Give back every record that follows, exactly as written.

[Region pointing data]
-- Opening Marker --

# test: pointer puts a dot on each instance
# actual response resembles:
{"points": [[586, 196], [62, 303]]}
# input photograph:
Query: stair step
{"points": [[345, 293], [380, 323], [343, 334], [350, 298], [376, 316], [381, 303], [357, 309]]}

-- Closing Marker --

> _Result of the exercise_:
# test: pointer puts a dot on each instance
# actual response resembles:
{"points": [[586, 196], [62, 303]]}
# input photograph:
Query: stair step
{"points": [[345, 293], [380, 323], [343, 334], [350, 298], [376, 316], [381, 303], [357, 309]]}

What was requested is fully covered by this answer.